EXERCISE GOAL:
Copy the listing below word for word, starting at its first line and ending at the line that contains "M131 41L130 1L104 0L105 68L120 93L131 93Z", with both of those lines included. Leave the pictures out of your copy.

GIVEN ENTRIES:
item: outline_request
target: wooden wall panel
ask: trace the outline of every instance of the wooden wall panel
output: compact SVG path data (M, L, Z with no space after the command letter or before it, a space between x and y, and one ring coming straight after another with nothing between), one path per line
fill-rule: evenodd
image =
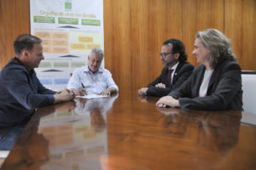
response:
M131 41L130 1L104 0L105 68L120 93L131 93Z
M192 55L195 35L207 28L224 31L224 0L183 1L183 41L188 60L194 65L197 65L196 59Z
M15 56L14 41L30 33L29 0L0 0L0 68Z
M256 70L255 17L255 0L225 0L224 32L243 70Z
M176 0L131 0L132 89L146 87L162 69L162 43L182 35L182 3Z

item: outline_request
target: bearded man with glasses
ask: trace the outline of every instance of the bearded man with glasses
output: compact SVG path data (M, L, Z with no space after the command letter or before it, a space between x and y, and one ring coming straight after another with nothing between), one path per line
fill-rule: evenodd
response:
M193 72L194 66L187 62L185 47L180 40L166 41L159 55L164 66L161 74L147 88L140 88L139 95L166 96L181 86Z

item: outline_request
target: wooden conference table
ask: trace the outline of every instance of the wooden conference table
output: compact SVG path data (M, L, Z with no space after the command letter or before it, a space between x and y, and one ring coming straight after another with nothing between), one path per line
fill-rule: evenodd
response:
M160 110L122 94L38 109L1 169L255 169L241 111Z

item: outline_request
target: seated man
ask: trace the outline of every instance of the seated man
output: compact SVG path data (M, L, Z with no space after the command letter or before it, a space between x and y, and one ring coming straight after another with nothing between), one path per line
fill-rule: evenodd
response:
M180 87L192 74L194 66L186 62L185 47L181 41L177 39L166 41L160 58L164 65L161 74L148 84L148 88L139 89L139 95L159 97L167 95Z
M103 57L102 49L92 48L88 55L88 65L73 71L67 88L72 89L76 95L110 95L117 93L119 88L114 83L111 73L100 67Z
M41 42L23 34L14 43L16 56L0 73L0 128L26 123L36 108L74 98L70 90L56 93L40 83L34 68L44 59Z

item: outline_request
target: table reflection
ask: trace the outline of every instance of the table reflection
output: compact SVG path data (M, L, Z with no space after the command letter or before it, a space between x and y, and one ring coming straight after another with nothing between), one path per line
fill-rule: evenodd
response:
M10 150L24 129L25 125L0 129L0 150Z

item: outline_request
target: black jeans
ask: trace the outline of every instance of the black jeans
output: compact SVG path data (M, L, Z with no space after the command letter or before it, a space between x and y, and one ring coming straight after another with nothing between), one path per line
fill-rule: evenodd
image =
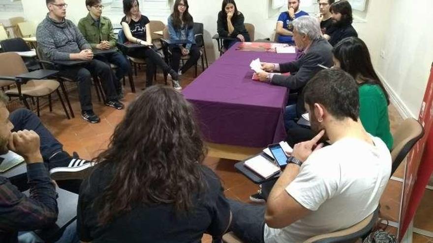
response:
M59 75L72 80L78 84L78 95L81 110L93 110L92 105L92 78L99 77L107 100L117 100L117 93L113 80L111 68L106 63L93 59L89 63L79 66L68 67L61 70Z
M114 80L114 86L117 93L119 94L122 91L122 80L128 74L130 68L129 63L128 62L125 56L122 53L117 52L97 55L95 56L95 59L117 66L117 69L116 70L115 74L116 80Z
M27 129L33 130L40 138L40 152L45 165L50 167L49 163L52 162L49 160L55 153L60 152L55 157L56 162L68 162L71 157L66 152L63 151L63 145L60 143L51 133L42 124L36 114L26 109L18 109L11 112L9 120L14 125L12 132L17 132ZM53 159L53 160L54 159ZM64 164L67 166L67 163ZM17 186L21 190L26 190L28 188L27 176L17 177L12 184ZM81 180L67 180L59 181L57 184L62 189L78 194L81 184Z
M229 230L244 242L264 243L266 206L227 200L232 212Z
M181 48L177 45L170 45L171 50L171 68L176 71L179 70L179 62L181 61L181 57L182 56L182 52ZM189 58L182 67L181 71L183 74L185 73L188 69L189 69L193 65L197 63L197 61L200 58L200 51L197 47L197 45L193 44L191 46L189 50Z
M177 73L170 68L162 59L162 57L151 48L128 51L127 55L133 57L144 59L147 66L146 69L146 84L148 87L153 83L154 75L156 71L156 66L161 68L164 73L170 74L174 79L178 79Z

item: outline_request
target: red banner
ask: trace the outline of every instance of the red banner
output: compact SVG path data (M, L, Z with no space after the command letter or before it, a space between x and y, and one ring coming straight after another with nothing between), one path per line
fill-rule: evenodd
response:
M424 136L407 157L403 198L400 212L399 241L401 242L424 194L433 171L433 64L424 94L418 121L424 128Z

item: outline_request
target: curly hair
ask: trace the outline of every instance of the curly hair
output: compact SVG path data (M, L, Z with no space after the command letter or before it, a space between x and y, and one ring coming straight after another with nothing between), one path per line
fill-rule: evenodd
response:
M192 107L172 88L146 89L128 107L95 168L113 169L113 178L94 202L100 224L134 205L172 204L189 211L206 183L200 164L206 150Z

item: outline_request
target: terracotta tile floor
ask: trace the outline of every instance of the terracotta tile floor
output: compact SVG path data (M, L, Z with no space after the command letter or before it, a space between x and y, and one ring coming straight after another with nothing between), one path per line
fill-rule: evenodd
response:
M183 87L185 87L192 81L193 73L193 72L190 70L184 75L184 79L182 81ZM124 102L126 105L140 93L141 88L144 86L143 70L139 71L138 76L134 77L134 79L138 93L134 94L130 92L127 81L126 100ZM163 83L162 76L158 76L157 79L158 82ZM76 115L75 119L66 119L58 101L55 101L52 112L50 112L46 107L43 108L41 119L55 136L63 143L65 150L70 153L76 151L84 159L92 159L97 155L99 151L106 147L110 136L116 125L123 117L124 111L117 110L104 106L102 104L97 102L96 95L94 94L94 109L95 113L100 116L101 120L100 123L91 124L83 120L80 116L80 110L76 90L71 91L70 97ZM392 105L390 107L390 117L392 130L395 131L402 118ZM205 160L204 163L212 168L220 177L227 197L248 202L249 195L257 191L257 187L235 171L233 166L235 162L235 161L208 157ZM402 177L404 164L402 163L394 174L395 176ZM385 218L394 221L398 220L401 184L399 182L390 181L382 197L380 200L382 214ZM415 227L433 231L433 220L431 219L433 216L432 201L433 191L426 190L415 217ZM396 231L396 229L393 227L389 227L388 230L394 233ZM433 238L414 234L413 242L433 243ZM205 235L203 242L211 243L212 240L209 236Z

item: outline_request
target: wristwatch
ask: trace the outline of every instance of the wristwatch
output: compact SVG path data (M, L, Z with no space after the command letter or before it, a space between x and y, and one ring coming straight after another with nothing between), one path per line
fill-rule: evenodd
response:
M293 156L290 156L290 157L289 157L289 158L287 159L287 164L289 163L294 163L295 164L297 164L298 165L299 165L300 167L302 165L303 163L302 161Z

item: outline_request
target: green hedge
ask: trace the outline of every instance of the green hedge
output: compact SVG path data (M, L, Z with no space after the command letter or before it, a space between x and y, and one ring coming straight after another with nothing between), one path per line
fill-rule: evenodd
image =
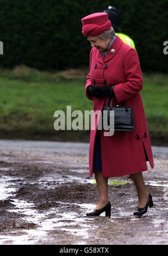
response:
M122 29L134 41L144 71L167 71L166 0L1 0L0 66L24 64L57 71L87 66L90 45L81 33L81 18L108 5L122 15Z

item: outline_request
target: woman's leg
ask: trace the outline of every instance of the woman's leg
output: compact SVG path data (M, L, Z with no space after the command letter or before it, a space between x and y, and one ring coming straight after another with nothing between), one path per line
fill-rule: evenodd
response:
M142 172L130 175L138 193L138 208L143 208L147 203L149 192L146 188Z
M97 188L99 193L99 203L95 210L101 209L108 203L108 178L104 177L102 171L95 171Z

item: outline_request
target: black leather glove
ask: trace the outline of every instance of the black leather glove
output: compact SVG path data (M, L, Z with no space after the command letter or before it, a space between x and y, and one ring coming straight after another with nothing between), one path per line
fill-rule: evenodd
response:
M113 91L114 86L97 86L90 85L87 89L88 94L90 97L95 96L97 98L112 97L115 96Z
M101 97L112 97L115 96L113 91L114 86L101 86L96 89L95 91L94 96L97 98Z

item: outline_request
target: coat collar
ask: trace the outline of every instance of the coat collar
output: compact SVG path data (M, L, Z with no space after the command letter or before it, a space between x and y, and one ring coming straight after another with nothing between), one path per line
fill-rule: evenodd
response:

TASK OUTPUT:
item: outline_request
target: wooden wall panel
ask: trace the outline of every instance of the wooden wall panel
output: compact SVG path data (M, L, Z with no space after the command letter or before it, a space between x and y, and one ring coming straight after another with nothing between), one path per line
fill-rule: evenodd
image =
response:
M131 41L130 1L104 0L105 68L120 93L131 93Z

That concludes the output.